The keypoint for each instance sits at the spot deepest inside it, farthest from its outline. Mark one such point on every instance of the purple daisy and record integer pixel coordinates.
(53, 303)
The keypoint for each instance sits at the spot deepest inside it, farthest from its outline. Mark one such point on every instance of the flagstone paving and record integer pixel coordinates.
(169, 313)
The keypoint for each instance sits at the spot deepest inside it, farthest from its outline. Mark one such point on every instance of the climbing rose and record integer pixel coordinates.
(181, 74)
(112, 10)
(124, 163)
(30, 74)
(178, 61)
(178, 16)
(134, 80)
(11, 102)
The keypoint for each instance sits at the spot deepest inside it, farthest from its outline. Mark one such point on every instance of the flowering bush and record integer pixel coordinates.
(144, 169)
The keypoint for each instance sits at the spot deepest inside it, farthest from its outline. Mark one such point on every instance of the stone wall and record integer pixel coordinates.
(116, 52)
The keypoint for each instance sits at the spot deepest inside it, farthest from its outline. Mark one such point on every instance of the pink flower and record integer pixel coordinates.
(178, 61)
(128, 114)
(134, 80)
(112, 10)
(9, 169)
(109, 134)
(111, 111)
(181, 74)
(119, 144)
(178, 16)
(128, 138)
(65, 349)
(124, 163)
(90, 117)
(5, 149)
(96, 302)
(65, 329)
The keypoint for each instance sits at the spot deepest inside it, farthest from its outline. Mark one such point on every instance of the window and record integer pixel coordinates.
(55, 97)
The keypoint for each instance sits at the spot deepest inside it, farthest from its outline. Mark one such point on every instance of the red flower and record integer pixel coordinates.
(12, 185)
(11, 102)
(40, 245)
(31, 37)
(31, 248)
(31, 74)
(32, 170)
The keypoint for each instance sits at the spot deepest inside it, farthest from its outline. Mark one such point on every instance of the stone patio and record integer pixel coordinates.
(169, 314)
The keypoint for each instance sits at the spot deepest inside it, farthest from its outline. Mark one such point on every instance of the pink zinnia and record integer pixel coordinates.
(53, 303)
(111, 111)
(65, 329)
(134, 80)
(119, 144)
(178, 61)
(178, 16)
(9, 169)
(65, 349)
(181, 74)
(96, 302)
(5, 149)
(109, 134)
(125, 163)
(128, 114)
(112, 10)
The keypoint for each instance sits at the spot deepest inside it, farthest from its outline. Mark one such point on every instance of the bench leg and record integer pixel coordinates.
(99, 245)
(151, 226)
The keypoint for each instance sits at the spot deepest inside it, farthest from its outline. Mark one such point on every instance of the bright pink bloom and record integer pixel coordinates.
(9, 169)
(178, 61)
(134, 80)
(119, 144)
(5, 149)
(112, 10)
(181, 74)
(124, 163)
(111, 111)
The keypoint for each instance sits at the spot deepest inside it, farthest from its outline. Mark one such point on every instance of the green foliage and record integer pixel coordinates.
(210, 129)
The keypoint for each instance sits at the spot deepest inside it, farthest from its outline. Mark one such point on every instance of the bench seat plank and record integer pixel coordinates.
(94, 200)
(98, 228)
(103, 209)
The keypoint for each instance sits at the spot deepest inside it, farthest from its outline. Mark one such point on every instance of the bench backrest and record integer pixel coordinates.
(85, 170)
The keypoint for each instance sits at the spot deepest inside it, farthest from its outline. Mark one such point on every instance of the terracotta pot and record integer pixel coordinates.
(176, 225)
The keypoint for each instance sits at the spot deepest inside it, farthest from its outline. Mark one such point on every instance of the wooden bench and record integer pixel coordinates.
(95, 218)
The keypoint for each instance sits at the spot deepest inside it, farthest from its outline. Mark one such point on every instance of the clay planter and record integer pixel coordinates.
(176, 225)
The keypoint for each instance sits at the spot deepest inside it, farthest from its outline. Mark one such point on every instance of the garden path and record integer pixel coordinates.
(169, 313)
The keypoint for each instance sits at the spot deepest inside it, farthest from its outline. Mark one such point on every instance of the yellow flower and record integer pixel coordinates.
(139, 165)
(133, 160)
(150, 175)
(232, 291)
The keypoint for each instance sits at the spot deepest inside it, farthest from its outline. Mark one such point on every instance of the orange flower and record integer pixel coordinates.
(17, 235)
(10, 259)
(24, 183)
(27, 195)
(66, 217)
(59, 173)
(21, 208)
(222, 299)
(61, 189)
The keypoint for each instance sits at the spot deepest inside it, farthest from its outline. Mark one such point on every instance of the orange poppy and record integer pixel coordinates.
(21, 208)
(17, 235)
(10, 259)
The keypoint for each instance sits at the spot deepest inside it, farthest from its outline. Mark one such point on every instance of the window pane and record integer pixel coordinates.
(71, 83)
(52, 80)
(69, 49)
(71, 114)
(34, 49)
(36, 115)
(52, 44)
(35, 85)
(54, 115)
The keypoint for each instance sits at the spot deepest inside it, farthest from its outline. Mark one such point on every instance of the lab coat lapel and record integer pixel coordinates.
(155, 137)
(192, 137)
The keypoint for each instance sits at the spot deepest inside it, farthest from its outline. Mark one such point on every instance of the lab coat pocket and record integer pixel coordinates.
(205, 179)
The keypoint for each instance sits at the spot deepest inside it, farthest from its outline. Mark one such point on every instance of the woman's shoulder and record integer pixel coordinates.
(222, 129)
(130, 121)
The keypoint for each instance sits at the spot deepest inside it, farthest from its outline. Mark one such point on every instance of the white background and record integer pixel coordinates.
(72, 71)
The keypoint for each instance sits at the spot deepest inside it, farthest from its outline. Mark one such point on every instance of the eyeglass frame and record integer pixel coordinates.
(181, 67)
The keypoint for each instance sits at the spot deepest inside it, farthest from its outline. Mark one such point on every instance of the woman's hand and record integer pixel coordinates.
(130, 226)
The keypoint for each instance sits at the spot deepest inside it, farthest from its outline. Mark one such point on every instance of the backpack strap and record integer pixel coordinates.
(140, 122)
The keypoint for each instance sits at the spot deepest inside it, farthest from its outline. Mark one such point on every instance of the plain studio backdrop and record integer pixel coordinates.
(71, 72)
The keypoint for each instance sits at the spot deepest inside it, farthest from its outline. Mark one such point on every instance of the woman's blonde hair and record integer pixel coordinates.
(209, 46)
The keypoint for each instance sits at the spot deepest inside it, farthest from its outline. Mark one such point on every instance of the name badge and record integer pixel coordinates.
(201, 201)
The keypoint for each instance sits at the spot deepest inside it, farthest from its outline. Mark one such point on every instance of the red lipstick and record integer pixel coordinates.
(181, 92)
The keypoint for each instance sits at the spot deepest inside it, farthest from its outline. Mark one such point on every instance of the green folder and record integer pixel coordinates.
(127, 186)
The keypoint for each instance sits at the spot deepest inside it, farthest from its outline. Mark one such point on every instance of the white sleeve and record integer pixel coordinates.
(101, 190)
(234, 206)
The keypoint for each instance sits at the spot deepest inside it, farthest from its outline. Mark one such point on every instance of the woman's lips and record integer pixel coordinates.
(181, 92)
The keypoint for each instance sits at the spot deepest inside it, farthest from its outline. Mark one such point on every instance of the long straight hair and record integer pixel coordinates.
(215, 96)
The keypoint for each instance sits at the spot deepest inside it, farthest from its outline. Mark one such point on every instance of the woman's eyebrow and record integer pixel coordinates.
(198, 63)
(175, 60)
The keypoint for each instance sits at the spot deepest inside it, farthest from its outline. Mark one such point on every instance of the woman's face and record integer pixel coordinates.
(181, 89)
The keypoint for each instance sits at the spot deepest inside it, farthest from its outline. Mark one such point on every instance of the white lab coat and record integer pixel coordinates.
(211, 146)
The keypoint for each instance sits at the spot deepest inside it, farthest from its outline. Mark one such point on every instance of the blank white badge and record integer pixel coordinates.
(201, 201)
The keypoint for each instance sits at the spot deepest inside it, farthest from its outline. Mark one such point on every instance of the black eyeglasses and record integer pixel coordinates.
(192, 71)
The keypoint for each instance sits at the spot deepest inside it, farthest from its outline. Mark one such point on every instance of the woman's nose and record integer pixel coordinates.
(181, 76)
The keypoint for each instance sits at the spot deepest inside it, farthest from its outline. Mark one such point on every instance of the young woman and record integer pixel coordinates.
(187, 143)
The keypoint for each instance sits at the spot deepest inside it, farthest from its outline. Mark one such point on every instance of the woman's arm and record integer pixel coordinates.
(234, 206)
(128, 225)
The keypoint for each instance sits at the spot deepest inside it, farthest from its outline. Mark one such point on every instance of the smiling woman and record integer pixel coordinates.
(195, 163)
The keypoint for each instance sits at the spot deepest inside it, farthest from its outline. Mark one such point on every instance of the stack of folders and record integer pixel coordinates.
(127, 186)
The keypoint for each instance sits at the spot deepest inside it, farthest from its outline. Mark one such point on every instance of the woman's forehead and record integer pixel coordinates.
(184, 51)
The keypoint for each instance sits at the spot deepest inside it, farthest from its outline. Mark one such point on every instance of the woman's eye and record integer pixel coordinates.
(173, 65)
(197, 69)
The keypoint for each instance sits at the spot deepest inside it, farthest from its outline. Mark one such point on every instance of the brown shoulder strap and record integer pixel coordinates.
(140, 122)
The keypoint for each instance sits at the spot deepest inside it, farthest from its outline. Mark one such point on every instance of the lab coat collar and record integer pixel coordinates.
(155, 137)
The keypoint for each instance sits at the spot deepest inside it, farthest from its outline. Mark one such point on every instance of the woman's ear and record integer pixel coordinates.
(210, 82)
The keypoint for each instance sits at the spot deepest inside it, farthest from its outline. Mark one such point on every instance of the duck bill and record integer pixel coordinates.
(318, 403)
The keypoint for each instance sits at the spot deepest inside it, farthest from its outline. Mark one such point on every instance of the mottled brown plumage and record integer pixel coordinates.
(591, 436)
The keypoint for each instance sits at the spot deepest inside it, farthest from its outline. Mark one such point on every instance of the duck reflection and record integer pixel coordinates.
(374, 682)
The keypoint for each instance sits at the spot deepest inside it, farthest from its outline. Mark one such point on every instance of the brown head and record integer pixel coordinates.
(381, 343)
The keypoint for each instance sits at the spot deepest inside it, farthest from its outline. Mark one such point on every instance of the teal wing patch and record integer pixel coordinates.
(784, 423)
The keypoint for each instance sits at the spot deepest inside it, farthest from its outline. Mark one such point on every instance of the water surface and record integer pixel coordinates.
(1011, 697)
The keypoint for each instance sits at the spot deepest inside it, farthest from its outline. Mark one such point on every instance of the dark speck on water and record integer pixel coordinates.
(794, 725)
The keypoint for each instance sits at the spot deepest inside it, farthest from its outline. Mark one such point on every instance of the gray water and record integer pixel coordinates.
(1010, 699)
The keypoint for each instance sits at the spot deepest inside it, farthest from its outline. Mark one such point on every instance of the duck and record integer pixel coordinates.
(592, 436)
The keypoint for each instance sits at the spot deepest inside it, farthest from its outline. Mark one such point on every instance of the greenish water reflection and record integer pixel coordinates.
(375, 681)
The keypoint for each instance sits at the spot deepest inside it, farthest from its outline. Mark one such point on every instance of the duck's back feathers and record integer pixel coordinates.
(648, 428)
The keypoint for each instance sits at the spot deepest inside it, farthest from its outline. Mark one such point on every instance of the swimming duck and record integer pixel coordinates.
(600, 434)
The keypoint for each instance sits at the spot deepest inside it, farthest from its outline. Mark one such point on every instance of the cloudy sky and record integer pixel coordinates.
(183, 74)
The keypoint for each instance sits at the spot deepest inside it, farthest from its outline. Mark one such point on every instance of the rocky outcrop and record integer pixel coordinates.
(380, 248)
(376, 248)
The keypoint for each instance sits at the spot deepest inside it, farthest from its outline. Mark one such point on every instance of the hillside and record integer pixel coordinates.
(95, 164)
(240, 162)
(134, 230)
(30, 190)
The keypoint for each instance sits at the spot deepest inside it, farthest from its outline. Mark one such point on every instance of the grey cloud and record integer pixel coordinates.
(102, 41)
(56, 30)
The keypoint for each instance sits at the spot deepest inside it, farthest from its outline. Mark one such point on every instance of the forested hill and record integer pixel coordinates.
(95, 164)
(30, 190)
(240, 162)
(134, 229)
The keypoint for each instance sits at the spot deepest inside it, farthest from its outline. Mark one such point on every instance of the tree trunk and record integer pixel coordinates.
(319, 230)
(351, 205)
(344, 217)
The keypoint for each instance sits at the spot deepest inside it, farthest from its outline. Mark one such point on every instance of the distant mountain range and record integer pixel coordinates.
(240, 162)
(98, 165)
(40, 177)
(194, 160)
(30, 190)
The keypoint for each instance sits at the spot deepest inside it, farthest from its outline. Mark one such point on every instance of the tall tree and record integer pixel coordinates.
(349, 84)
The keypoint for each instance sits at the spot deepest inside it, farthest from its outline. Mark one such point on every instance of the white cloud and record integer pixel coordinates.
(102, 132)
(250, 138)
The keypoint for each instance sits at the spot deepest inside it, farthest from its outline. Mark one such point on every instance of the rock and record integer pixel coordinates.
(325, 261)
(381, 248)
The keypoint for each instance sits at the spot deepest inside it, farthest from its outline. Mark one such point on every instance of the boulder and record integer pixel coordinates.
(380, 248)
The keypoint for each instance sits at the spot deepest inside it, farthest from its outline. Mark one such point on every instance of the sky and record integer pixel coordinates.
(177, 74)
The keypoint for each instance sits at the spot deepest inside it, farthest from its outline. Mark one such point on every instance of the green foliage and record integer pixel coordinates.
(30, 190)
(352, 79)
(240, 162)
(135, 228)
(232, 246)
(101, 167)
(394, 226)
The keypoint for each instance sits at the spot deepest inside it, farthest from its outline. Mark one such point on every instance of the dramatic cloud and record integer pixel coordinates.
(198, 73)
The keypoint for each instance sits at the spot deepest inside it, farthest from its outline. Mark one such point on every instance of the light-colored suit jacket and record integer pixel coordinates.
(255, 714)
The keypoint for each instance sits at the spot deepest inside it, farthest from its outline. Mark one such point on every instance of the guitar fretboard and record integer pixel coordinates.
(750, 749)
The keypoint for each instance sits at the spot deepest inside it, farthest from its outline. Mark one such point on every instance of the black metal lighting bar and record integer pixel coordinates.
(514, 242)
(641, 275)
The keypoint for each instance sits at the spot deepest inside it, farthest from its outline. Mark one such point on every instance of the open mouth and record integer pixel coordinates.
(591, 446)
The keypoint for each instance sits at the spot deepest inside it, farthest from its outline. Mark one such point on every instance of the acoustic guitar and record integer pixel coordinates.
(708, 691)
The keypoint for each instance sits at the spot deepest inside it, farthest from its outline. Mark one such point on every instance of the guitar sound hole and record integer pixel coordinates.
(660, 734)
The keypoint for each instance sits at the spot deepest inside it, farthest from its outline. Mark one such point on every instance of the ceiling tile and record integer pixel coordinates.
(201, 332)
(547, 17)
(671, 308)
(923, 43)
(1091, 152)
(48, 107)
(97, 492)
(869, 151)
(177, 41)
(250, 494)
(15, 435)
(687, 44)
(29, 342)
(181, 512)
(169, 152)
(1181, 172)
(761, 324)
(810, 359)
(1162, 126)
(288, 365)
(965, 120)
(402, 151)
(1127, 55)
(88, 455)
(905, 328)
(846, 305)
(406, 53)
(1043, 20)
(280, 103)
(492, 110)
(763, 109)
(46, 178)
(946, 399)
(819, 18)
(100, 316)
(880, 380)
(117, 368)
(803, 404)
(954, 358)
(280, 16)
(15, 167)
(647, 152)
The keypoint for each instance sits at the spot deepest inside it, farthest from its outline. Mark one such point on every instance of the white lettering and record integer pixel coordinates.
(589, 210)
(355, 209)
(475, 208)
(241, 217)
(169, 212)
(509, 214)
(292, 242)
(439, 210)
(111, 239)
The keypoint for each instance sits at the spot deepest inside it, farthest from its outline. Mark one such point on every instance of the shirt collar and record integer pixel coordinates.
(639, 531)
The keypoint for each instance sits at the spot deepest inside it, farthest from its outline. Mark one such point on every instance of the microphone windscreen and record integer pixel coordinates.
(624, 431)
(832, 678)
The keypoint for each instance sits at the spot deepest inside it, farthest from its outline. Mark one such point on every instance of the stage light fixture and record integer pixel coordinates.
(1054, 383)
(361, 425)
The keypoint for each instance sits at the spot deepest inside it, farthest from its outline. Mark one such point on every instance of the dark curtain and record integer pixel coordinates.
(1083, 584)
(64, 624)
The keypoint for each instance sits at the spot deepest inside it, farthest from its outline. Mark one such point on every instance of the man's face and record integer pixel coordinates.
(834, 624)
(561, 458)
+===+
▶ _What needs to be done_
Reproduce precisely the span of lines that begins at the line containing "windscreen and record integer pixel coordinates." and ends with the last line of the listing.

▶ _Answer to the task_
The keypoint for each instance sits at the spot deepest inside it, farthest from its outline. Mark one such point on every instance of the microphone windscreen and record integer pixel coordinates.
(624, 431)
(832, 678)
The keypoint for each instance sits at the spot deepest inside it, farthest from its outline. Mark one such point on every instance of the stage light fixture and record integer pixel coordinates.
(1054, 383)
(361, 425)
The keypoint for each instance sits at the spot deepest inside it, farthest from its outline. Mark one such point on every instance of the dark curtain and record integer pixel coordinates.
(1083, 584)
(64, 624)
The keypoint for each instance sits at the spot deepest inside it, farthest from its outline. Mark one such point on every instance of the man's face and record integer pixel coordinates.
(834, 624)
(561, 458)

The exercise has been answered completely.